Point-based annotation data
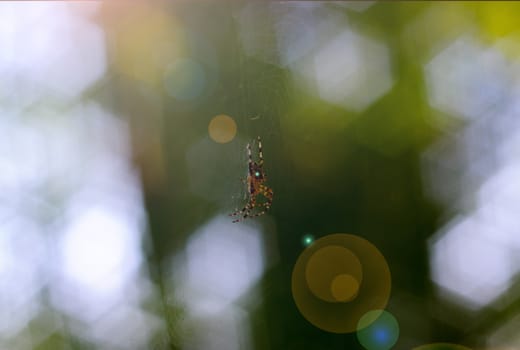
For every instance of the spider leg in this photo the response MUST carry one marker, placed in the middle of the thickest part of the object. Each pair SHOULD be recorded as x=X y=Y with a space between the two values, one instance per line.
x=249 y=159
x=246 y=211
x=260 y=154
x=268 y=194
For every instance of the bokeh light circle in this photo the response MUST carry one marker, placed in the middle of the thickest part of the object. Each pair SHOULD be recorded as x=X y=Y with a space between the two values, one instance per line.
x=307 y=239
x=184 y=79
x=335 y=287
x=441 y=346
x=222 y=128
x=328 y=264
x=378 y=330
x=344 y=287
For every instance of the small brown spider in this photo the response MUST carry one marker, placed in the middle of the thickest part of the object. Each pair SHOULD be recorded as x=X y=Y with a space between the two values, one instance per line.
x=255 y=180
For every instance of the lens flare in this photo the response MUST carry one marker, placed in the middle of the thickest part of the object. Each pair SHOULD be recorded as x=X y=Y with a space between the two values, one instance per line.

## THE EXERCISE
Please copy out the lines word for word, starting at the line that contains "For every instance of the bokeh" and ending with the last line of the items, both included.

## FINAL RESULT
For every instance of the bokeh light circle in this photo the response MUST carry one marker, placed in the middle of the thickest part of the object. Each pair SHOULD be recorded as x=X y=Y with a space between the two values, one instance per line.
x=307 y=239
x=184 y=79
x=335 y=287
x=441 y=346
x=222 y=128
x=328 y=264
x=378 y=330
x=344 y=287
For every instance of the small brown spider in this photo the response MUST carry one marker, placed in the middle of the thickest part of the object. Each pair SHOULD be recorded as x=X y=Y with a space between the two values, one instance per line.
x=255 y=180
For every instance of the lens flare in this photo the response MUST carry one marker, placed in the middle of the thickest part of the object. Each pair SHOULD be recorded as x=X y=Y with a space between the two values, one instance per line.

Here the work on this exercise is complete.